Reproduce the following data line for line, with no alterations to wording, numbers, or punctuation.

--- begin ---

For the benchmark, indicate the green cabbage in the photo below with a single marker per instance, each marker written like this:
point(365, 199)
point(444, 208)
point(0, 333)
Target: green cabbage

--- end ---

Written reply >>
For the benchmark, indicate the green cabbage in the photo below with a single marker per instance, each marker written like this:
point(365, 199)
point(444, 208)
point(0, 333)
Target: green cabbage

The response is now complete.